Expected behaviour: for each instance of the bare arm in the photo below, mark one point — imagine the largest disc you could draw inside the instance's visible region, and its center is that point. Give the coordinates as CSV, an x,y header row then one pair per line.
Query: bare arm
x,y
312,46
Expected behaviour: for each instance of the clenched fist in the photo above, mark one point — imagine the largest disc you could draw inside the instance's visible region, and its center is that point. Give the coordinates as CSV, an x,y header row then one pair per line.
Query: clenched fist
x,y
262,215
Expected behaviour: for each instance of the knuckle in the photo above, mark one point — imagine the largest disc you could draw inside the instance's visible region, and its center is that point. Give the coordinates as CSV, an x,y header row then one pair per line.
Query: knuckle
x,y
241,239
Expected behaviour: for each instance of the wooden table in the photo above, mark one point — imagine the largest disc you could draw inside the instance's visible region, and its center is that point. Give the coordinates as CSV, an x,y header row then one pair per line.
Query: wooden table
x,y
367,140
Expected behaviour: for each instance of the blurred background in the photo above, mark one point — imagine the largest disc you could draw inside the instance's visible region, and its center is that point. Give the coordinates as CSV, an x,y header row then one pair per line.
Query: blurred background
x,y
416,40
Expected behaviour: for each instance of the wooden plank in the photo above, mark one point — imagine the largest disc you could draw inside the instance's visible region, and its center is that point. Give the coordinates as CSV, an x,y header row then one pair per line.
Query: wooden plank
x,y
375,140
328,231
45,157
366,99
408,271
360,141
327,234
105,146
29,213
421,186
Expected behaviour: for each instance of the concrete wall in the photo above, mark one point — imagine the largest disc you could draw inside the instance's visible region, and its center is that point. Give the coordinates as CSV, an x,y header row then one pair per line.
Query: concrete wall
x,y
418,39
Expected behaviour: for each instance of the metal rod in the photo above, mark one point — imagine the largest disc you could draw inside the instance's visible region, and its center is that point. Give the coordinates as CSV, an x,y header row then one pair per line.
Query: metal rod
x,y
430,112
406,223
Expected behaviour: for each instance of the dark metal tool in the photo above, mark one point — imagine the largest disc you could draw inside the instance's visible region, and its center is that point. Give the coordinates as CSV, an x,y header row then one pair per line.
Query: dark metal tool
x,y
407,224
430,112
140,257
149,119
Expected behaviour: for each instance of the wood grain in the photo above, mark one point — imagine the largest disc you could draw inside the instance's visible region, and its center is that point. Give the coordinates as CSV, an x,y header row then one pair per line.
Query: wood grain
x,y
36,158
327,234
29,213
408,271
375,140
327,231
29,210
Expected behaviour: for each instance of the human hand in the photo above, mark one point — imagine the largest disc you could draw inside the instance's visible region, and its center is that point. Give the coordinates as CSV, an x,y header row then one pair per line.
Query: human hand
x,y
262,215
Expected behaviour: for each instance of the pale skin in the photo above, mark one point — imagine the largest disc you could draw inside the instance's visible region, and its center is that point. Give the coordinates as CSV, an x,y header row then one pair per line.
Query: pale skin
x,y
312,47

GOAL OF THE EXERCISE
The entries above should be repeated exactly, every one of them.

EXERCISE RESPONSE
Expected behaviour: for each instance of the bare arm in the photo below, mark one point — imagine the largest disc you could draw inside the instance's visible region, and its center is that point. Give the coordinates as CSV, an x,y header row then one pair per line.
Query: bare arm
x,y
312,46
Expected behaviour: for each instance of the clenched fist in the photo above, mark one point — imagine the largest disc you could draw inside the instance's visible region, and its center is that point. Give the coordinates as CSV, an x,y header row then one pair per line.
Query: clenched fist
x,y
262,215
Expected behaviour: for each instance of the knuckle in the photo above, mark one point — imagine the largest disc you could draw inside the instance's visible region, and its center is that point. Give the coordinates as CSV, an x,y header row then one pair per line.
Query: knuckle
x,y
241,239
Expected behaviour: for each instance of the wooden table in the photo above, mark one point — imagine the largest disc you could draw inside the instance's visible region, and its center is that point. Give the coordinates as CSV, an x,y header row then one pair per line.
Query: wooden table
x,y
367,140
Expected behaviour: for each instance of the blurred background in the photo above, mark one point — imagine the largest disc you could draw inside the instance's visible region, and its center is that point. Give the coordinates as CSV, an x,y header row then one pair per line.
Query: blurred background
x,y
416,40
Expected behaviour: for each instance of the wooden plank in the photo above, mark one point — imagine the largest disc you could draw inside the instance's visible region, and its center is that point. Give the coordinates as CSV, an x,y header row then one pair per line.
Query: wooden plank
x,y
375,140
328,231
45,157
366,99
408,271
360,141
327,234
105,146
29,213
421,186
Expected behaviour: for each instance of the concrete wall in the photo above, mark one point — imagine the largest disc you could draw inside the instance's visible region, and its center is that point. Give the coordinates as CSV, an x,y header row then one pair per line.
Query: concrete wall
x,y
418,39
Expected behaviour: for each instance of the metal rod in the photo above, mark one point — imagine the largest disc you could draw inside the instance's visible region, and its center is that point. Give the coordinates as CSV, an x,y header row then one pair per line.
Query: metal rod
x,y
430,112
406,223
Expected behaviour: for each instance of the dark metal tool in the photo above, mark one point — imagine the largest disc you could draw inside the instance's visible region, and its center is that point. Give the coordinates as CSV, an x,y header row then one pair per line.
Query: dark metal tool
x,y
407,224
430,112
140,257
149,119
Expected behaviour: for each instance of the wood grain in the photo above, mark one point — imagine the largest disc you could draw inside the instance's visible region, and its center is that point. Give the coordinates as CSV, an x,y header row then one pair per line.
Query: wood grain
x,y
36,158
327,234
29,213
408,271
375,140
327,231
29,210
Expected behaviour: for each instance of the human hand in the photo above, mark one point — imagine the largest disc you could draw inside the instance's visible region, and its center is that point. Give the coordinates as CSV, an x,y header row then one pair per line.
Query: human hand
x,y
262,215
Expected behaviour: for each instance of the pale skin in the photo above, mark one point — imagine the largest disc you could draw inside the instance's visible region, and its center is that point. Give the coordinates as CSV, an x,y header row then one pair per line.
Query: pale skin
x,y
312,47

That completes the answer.